What to produce
Rewrite the lines from the one containing "Report the position of every instance of the log" through the last line, changing "wooden beam" to "timber beam" and leaving everything else as it is. Omit the pictures.

Input
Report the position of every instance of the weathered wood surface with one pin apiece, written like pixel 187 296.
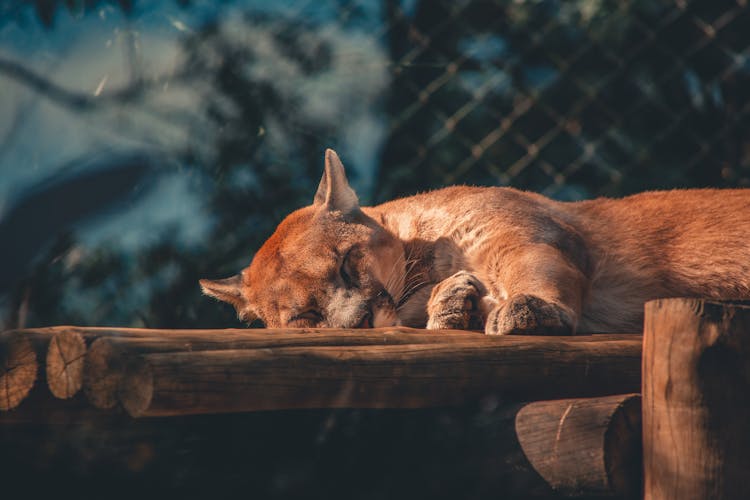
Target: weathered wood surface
pixel 585 447
pixel 64 364
pixel 109 356
pixel 21 355
pixel 376 376
pixel 696 400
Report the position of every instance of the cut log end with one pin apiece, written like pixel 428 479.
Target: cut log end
pixel 18 369
pixel 588 446
pixel 65 360
pixel 137 388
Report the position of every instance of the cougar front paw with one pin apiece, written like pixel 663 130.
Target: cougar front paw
pixel 528 315
pixel 455 303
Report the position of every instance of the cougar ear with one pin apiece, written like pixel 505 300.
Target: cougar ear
pixel 334 192
pixel 230 290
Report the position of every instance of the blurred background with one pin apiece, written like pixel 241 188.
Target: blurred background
pixel 145 145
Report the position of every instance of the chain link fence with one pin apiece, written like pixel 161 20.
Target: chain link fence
pixel 573 99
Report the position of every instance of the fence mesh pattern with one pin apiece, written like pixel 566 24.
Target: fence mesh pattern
pixel 573 99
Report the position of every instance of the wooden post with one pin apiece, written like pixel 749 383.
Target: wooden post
pixel 391 376
pixel 585 446
pixel 696 400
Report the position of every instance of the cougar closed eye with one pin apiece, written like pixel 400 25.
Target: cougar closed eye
pixel 306 318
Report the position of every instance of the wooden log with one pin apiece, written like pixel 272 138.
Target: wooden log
pixel 696 400
pixel 65 360
pixel 585 447
pixel 108 356
pixel 18 369
pixel 391 376
pixel 335 335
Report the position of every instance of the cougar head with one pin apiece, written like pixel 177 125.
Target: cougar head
pixel 326 265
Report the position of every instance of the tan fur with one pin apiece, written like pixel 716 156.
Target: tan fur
pixel 494 258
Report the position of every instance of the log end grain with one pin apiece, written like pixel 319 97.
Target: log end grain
pixel 65 360
pixel 587 446
pixel 18 369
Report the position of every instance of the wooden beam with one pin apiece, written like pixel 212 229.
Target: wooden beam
pixel 64 364
pixel 108 356
pixel 377 376
pixel 696 400
pixel 585 447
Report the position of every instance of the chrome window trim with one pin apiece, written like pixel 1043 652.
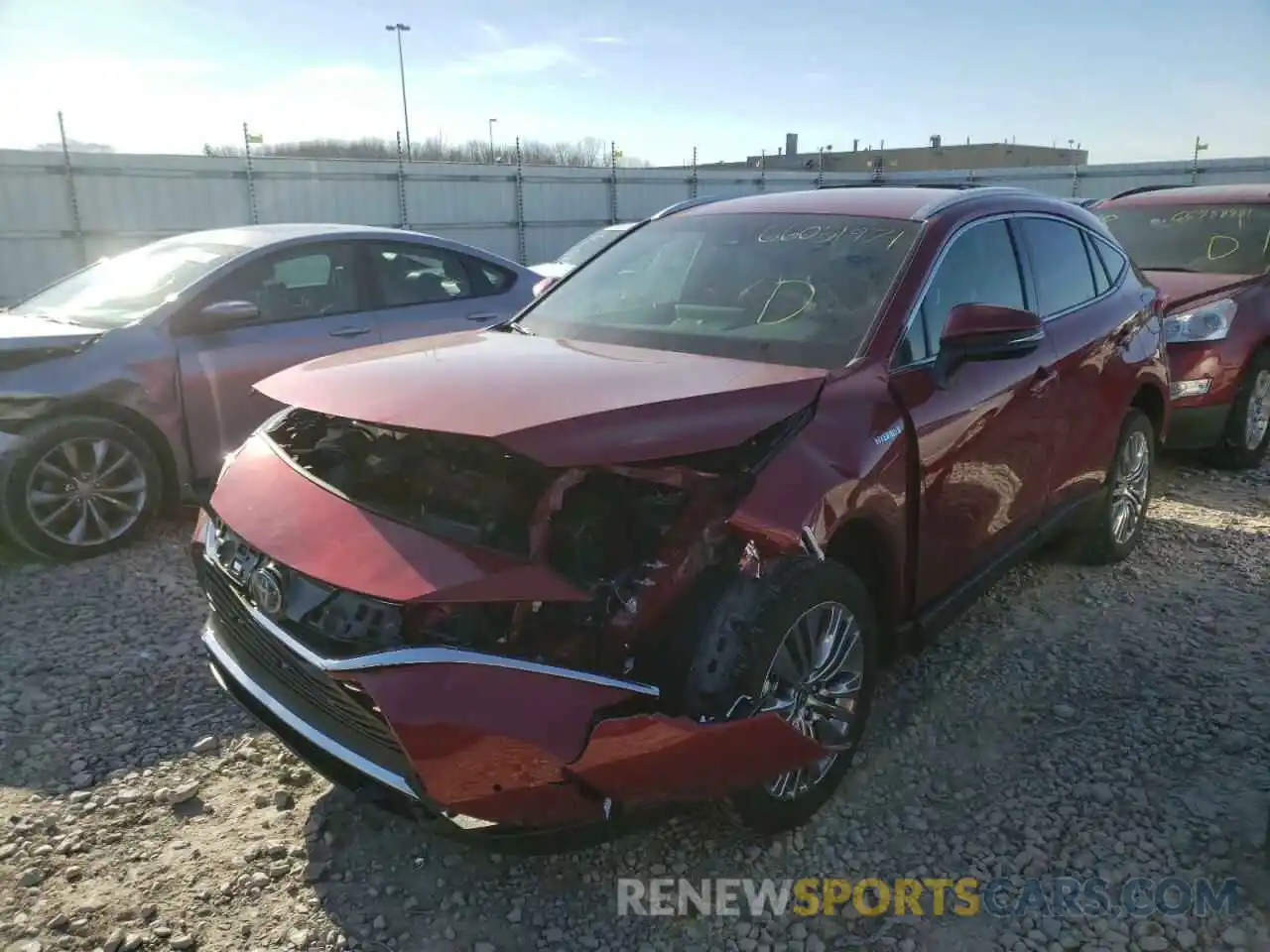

Full response
Report the position of every instance of the log end grain with one pin apiece, written like pixel 319 97.
Target: log end grain
pixel 65 360
pixel 587 446
pixel 18 369
Report the position of every instance of the timber beam with one pin apiece, written like pixel 212 229.
Target: timber beam
pixel 64 364
pixel 108 356
pixel 377 376
pixel 696 400
pixel 585 447
Report the position of every instance of the chrome window trim with one pin apiece, written like pixel 1043 652.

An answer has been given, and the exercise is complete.